Tâches à réaliser:
a) Dans le passage sur les premiers habitants de l'Atlas, sous quel souverain les Égyptiens ont-ils visité l'Atlas au XVIe siècle ?
b) Poursuivez le passage sur les premiers habitants de l'Atlas à partir de sa dernière phrase.

Passage source:
◆ ◆ ◆ ◆
Après avoir suivi ces faits dans le récit de l'historien latin, on pourrait répéter ce qu'il disait lui-même des traditions numides :« Cela est en contradiction avec les idées reçues par le plus grand nombre (ab ea fama que plerosque obtinet diversum est). » Jusqu'ici les Berbères ont passé pour les habitants primitifs de l'Atlas, et, si l'on reconnaissait, à côté deux, certains groupes appartenant à des populations étrangères, on leur accordait la place la plus large et la date la plus ancienne. Or il se rencontre que ces populations étrangères non sémitiques ni chamites ont occupé les premières les régions de l'Atlas, qu'elles y ont formé une race puissante, qu'elles ont habité ces pays pendant de longs siècles avant l'arrivée des Berbères, que ces derniers n'y ont dominé qu'après le XIVème siècle avant notre ère (voir au chapitre VI pour la détermination de cette date).

Cette conclusion paraîtra peut-être étrange au premier abord. Mais on peut s'assurer qu'elle est exacte en consultant l'histoire de l'Egypte. Les Egyptiens qui ont visité l'Atlas au XVIe siècle sous Toutmès III (Lenormant, Histoire ancienne de l'Orient, 9e édition, t. II, p. 203) n'ont jamais connu de Sémites à l'ouest de leur pays, dans toute l'Afrique du nord. Ils distinguaient nettement les hommes de cette race qu'ils représentaient avec un profil fin, le nez arqué, la barbe en pointe et les chairs peintes en jaune. Or ils mettaient ces populations au nord ou à l'orient de l'Egypte et non à l'occident (Lefébure : Les Races connues des Egyptiens, pp. 9 et 13, Extrait des Annales du Musée Guimet, t. I).  De ce côté, ils ne connaissaient que les Lebou au type européen. Il est donc certain que les Berbères sont arrivés fort tard sur les côtes de la Méditerranée, vers l'époque où les Phéniciens ont commencé à s'y établir. Jusqu'à cette date le littoral a appartenu aux Libyens. Les deux noms de Libye et d'Afrique, portés successivement par le continent africain, rappellent ces deux périodes historiques, celle des Libyens qui venaient de l'Europe, et celle des Sémites-Chamites qui sont arrivés de l'Asie. Ces événements qui ont une si grande importance pour le passé, n'en ont pas une moindre pour le présent. Aujourd'hui, la science se met à l'oeuvre pour étudier l'Atlas. Dès les premiers pas elle se trouvera en face de ces souvenirs quand elle voudra interroger les populations ou les monuments de cette terre.
◆ ◆ ◆ ◆
Données enregistrées:
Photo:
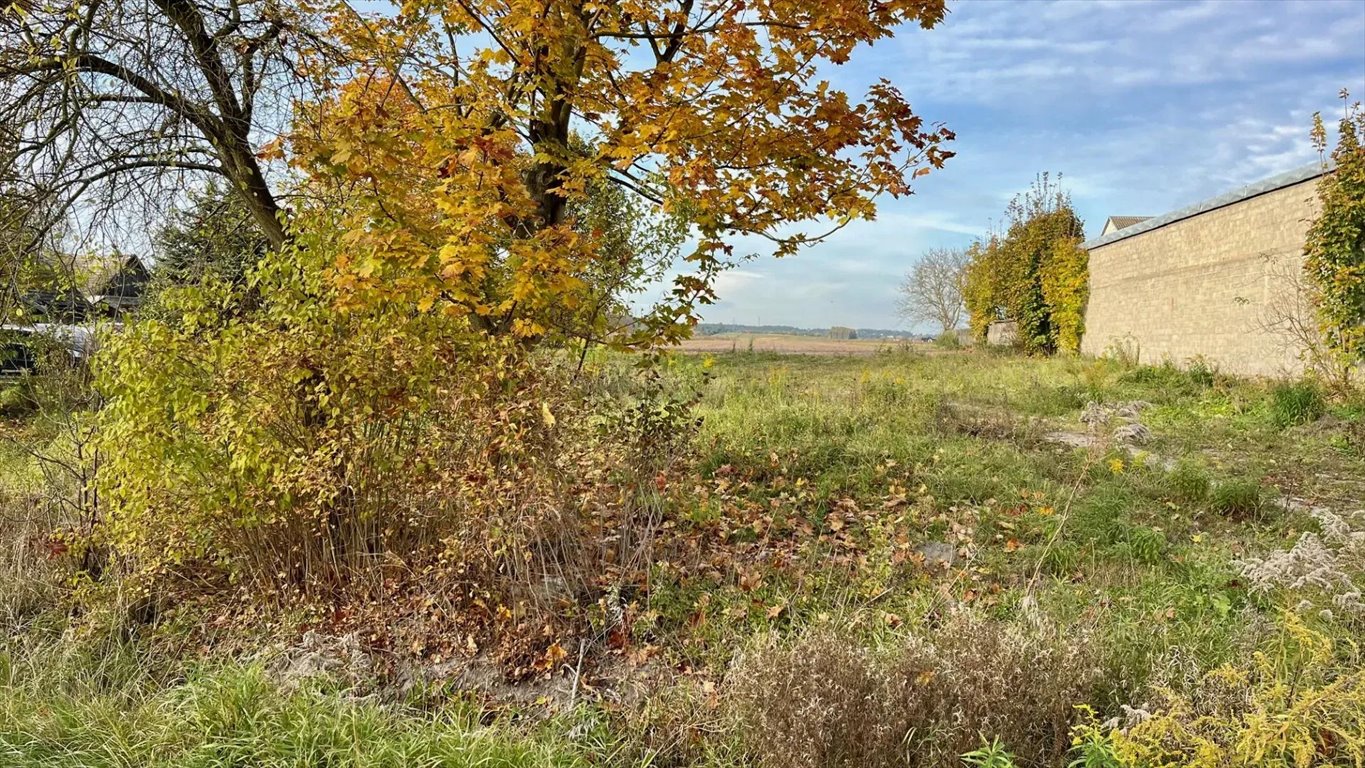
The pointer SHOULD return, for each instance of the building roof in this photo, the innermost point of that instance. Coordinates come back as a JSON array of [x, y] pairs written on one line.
[[1261, 187], [126, 280], [1124, 221]]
◆ ◆ ◆ ◆
Réponses par tâche:
a) Sous Toutmès III.

b)
Il est peu de pays qui offrent des problèmes aussi complexes, parce qu'il en est peu qui aient une série de monuments aussi variés et remontant aussi loin. Cette série commence avec les monuments des âges primitifs appelés préhistoriques, qui s'y trouvent tous représentés, et elle a été continuée à travers les siècles par les races multiples qui se sont donné rendez-vous sur cette terre, en venant de l'Europe, de l'Orient ou de l'intérieur de l'Afrique.  Il serait impossible de déterminer d'avance la part que chacune de ces races a apportée dans cette oeuvre, et il est inutile de tenter ici un pareil classement. Il suffit de rappeler que les Libyens de race blanche européenne ont compté parmi les opérateurs. Jusqu'à présent le nom de libyen ou libyque n'a eu qu'une signification vague, et on s'en sert indifféremment pour désigner des oeuvres diverses, inscriptions ou monuments, qui forment l'héritage des anciennes populations de l'Atlas, des Berbères aussi bien que des Libyens. C'est une confusion qui peut occasionner des erreurs dangereuses. Les inscriptions libyennes et les inscriptions berbères appartiennent à deux classes de langues entièrement différentes. C'est à l'Orient et aux langues des Chamites ou des Sémites qu'il faut s'adresser pour comprendre les premières. Quant aux secondes, elles n'ont aucun rapport avec ces langues; elles soulèvent des problèmes qui n'ont pas encore été discutés et dont la solution aura la plus grande portée. Pour que l'examen de cette double série de documents s'accomplisse d'une façon fructueuse, la première condition est d'en faire le triage, le classement, et de retrouver l'histoire des peuples qui les ont laissés.

Les Berbères ont été l'objet d'un grand nombre de travaux remarquables, et, si leur histoire n'est pas encore fixée d'une manière définitive, on possède déjà sur leur compte une riche collection de matériaux.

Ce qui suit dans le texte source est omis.